_Action item_
A faithful copy of the entries is required, with no images in it.

Dataset entries:

↓↓↓

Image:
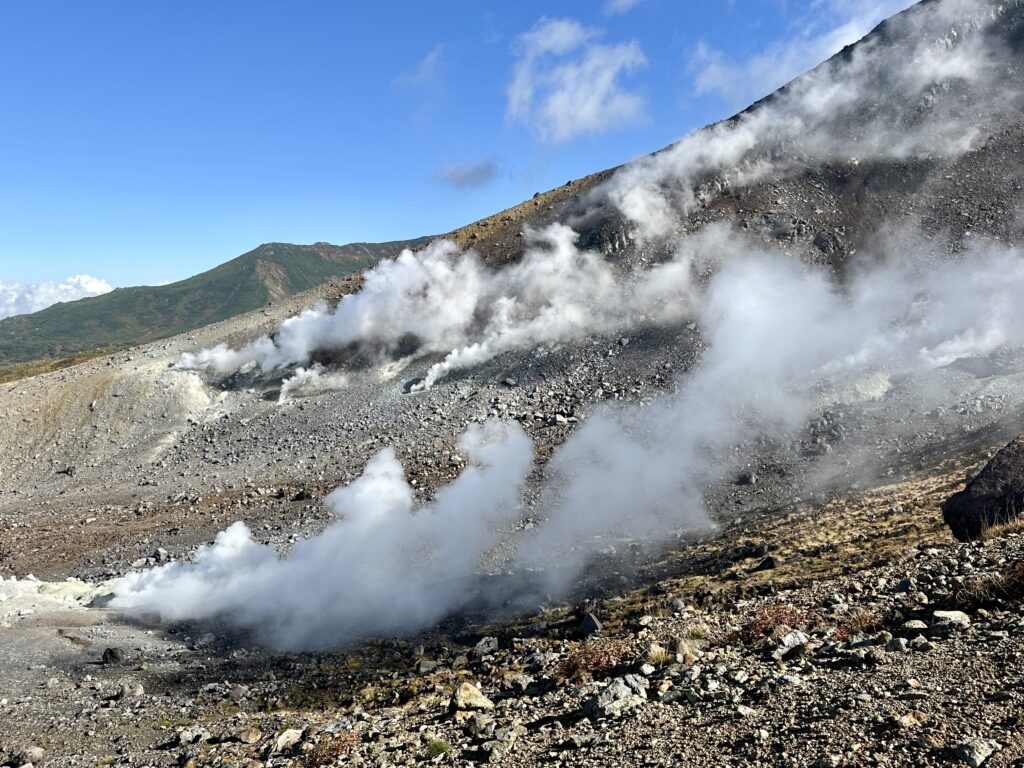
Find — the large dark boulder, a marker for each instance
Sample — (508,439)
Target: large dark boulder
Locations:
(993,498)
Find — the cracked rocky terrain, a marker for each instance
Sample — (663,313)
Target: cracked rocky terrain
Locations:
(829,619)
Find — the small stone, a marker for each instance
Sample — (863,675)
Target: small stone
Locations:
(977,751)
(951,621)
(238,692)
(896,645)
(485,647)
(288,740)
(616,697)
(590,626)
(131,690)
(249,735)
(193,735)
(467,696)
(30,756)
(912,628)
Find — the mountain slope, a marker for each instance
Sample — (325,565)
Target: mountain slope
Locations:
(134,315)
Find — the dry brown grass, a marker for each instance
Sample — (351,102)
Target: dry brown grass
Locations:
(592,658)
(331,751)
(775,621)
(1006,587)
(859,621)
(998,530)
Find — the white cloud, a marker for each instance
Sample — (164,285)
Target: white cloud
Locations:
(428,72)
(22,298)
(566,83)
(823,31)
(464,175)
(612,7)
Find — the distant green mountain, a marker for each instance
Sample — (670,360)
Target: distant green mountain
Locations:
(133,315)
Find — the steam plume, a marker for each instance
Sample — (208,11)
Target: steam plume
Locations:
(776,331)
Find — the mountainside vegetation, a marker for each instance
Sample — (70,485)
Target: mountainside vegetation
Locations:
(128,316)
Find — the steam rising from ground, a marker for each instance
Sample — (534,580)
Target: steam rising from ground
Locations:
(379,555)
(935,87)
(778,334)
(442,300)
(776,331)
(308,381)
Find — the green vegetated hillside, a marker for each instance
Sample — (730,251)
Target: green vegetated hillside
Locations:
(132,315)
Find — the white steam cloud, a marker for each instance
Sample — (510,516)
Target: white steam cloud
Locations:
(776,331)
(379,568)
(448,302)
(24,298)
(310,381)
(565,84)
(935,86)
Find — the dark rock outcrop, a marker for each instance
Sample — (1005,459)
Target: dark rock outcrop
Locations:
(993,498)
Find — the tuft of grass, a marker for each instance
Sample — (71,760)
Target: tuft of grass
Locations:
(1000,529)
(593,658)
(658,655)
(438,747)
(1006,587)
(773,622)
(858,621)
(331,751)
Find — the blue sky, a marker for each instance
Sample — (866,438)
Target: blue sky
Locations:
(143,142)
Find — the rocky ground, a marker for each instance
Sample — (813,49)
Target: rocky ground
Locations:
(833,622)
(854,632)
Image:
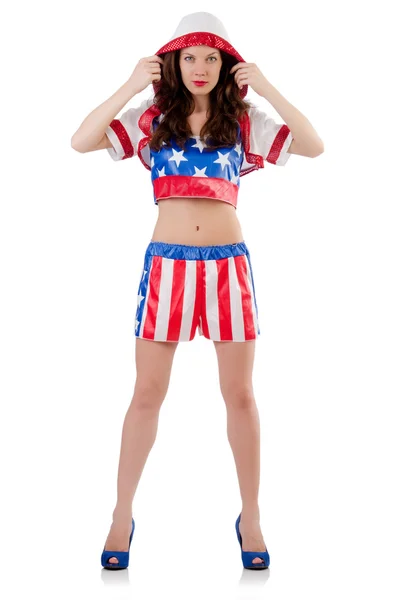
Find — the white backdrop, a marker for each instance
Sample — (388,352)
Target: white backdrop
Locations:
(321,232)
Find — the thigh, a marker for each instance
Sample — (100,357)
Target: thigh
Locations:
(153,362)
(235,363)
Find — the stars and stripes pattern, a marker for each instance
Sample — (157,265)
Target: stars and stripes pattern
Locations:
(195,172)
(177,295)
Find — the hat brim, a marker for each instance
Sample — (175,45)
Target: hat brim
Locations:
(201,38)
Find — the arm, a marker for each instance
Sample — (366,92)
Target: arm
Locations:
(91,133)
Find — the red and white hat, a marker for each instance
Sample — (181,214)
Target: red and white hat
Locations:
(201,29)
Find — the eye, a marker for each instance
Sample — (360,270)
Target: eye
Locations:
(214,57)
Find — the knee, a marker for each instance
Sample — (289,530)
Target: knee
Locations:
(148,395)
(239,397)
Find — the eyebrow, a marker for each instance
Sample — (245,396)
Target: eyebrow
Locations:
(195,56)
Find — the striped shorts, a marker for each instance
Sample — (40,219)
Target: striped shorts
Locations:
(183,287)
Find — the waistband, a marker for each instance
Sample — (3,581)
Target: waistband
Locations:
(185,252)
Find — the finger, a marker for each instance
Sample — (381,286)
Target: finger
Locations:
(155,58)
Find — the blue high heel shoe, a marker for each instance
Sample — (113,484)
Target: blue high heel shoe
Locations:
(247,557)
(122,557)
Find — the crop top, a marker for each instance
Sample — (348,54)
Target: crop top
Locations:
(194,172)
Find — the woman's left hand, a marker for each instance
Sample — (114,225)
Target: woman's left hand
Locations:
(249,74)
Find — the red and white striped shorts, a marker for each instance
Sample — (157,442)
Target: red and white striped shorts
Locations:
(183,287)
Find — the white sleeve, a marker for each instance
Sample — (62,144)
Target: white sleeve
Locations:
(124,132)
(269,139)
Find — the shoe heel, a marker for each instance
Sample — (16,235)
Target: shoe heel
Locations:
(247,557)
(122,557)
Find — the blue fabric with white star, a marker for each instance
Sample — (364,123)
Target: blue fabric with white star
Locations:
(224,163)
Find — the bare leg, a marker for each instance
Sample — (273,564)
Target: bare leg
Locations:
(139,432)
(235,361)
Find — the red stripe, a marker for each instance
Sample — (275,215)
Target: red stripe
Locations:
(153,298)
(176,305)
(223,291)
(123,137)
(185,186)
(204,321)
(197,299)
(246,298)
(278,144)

↑↑↑

_Result of the exercise_
Image:
Find — the large dark boulder, a marker for each instance
Sample — (508,439)
Target: large dark boulder
Locations:
(993,498)
Find — the cracked rocky terrain, a marker for each instance
Sample — (663,313)
Target: cracked rocky terrain
Locations:
(829,619)
Find — the small stone, a marker for each instance
Sample — (863,675)
Target: small stone
Locations:
(977,751)
(951,621)
(238,692)
(896,645)
(485,647)
(288,740)
(616,697)
(590,626)
(131,690)
(249,735)
(193,735)
(467,696)
(30,756)
(912,628)
Find — the mountain slope, a marker for each instance
Sample — (325,565)
Target: mountain slope
Locations:
(134,315)
Find — the dry brown grass, a marker for each instance
Sample — (351,102)
Target: dry brown grass
Locations:
(592,658)
(331,751)
(775,621)
(1006,587)
(859,621)
(998,530)
Find — the white cloud, a marker for each instance
Sample — (164,285)
Target: white cloud
Locations:
(428,72)
(22,298)
(566,83)
(823,31)
(464,175)
(612,7)
Find — the distant green mountain, a marker for each instance
Sample — (670,360)
Target: distant green mountain
Locations:
(133,315)
Find — the steam plume, a marker for each instance
Sample — (208,11)
Target: steam plume
Locations:
(776,331)
Find — the mountainside vegetation, a marker for each instance
Sample — (70,485)
Target: mountainside vegetation
Locations:
(128,316)
Find — the steam rising from ground, a marker for each instance
Sample — (534,580)
Target: steam rising from ground
Locations:
(379,555)
(935,87)
(778,334)
(442,300)
(776,331)
(308,381)
Find — the green vegetated hillside, a marker for each instance
Sample — (730,251)
Target: green vegetated hillside
Locations:
(132,315)
Find — the white steam cloud, a marker for each instance
Sample — (510,516)
Target: white steam cloud
Locations:
(776,331)
(379,568)
(448,302)
(24,298)
(310,381)
(565,84)
(935,86)
Find — the dark rock outcrop, a marker for each instance
Sample — (1005,459)
Target: dark rock outcrop
Locations:
(993,498)
Find — the tuft of grass, a marker for each instance
Sample — (71,760)
Target: tuft of grass
Locations:
(1000,529)
(593,658)
(658,655)
(438,747)
(1006,587)
(773,622)
(858,621)
(331,751)
Find — the blue sky, a marker for each instance
Sample — (866,438)
Target: blue sky
Locations:
(143,142)
Find — the rocky ground, a marker for each instance
Sample — (813,49)
Target: rocky ground
Locations:
(833,622)
(854,632)
Image:
Find — the white backdrop, a marker for each instance
Sample — (388,352)
Target: white backdrop
Locations:
(321,232)
Find — the thigh, a marker for each instance
Sample — (100,357)
Target: thigh
Locations:
(153,362)
(235,363)
Find — the stars and stripes pattern, a marker for each instance
Sample — (157,265)
Target: stars and stripes pattern
Locations:
(195,172)
(177,295)
Find — the hat brim, a marker for each instance
Sample — (175,45)
Target: hat brim
Locations:
(201,38)
Find — the arm, a marker for each instance
Sample — (366,92)
Target: arm
Locations:
(91,133)
Find — the red and white hat, a marker for each instance
Sample — (181,214)
Target: red and white hat
Locations:
(201,29)
Find — the eye, a marker for each instance
Sample — (360,270)
Target: eye
Locations:
(214,57)
Find — the knee, a marker for each instance
Sample — (289,530)
Target: knee
Locations:
(148,395)
(239,397)
Find — the eyebrow, a marker for each instance
Sample — (245,396)
Target: eyebrow
Locations:
(195,56)
Find — the striped shorts, a marker for each instance
Sample — (40,219)
Target: striped shorts
Locations:
(183,287)
Find — the waistband, a marker for each instance
Sample — (3,581)
Target: waistband
Locations:
(185,252)
Find — the finger, a marker for each instance
Sample — (381,286)
Target: finger
Locations:
(155,58)
Find — the blue high heel shoe, a marker for each instance
Sample — (113,484)
Target: blue high heel shoe
Locations:
(247,557)
(122,557)
Find — the crop top, a marker for each instance
Sample — (348,54)
Target: crop top
Locations:
(194,172)
Find — the woman's left hand, a marker for each instance
Sample — (114,225)
Target: woman's left hand
Locations:
(249,74)
Find — the red and white striped shorts, a marker for each instance
Sample — (157,442)
Target: red and white striped shorts
Locations:
(183,287)
Find — the white sleeve, a marker for each instance
Sample — (62,144)
Target: white sleeve
Locations:
(124,132)
(269,139)
Find — the shoe heel, a marker for each instance
Sample — (16,235)
Target: shoe heel
Locations:
(247,557)
(122,557)
Find — the blue fabric with white star, a marker for each instance
Sample — (364,123)
Target: blue fabric with white star
Locations:
(224,163)
Find — the bare leg, a marker for each instance
Sample — (273,564)
Target: bare leg
Locations:
(139,432)
(235,361)
Find — the red stripe, a marker for each instance
Sample — (275,215)
Target: red stripe
Locations:
(153,298)
(176,305)
(223,291)
(123,137)
(185,186)
(204,321)
(197,299)
(246,298)
(278,144)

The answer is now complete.